Retype exactly the lines from the line with "box: [232, 134, 268, 143]" to the end of the data, keeping both boundary lines.

#### RECORDS ####

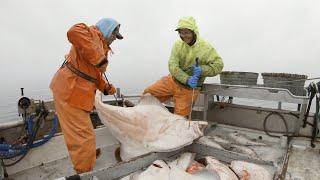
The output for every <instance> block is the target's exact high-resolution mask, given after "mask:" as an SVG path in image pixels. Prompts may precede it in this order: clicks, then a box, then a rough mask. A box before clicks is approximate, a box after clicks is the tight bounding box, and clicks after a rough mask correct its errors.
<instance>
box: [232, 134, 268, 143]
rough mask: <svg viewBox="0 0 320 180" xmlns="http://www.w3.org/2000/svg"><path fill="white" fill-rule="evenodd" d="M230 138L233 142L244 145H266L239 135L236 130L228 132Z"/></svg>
mask: <svg viewBox="0 0 320 180" xmlns="http://www.w3.org/2000/svg"><path fill="white" fill-rule="evenodd" d="M229 137H230V139H232V140H233V141H235V143H237V144H240V145H245V146H266V144H264V143H260V142H254V141H252V140H250V139H248V138H246V137H244V136H243V135H240V134H239V133H238V132H233V133H230V134H229Z"/></svg>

####

**EXERCISE SOLUTION**
box: [232, 134, 268, 143]
rough mask: <svg viewBox="0 0 320 180" xmlns="http://www.w3.org/2000/svg"><path fill="white" fill-rule="evenodd" d="M230 138L233 142L244 145H266L239 135L236 130L228 132Z"/></svg>
mask: <svg viewBox="0 0 320 180" xmlns="http://www.w3.org/2000/svg"><path fill="white" fill-rule="evenodd" d="M229 137H230V139H232V140H233V141H235V143H237V144H240V145H245V146H266V144H264V143H260V142H254V141H252V140H250V139H248V138H246V137H244V136H243V135H240V134H239V133H238V132H233V133H230V134H229Z"/></svg>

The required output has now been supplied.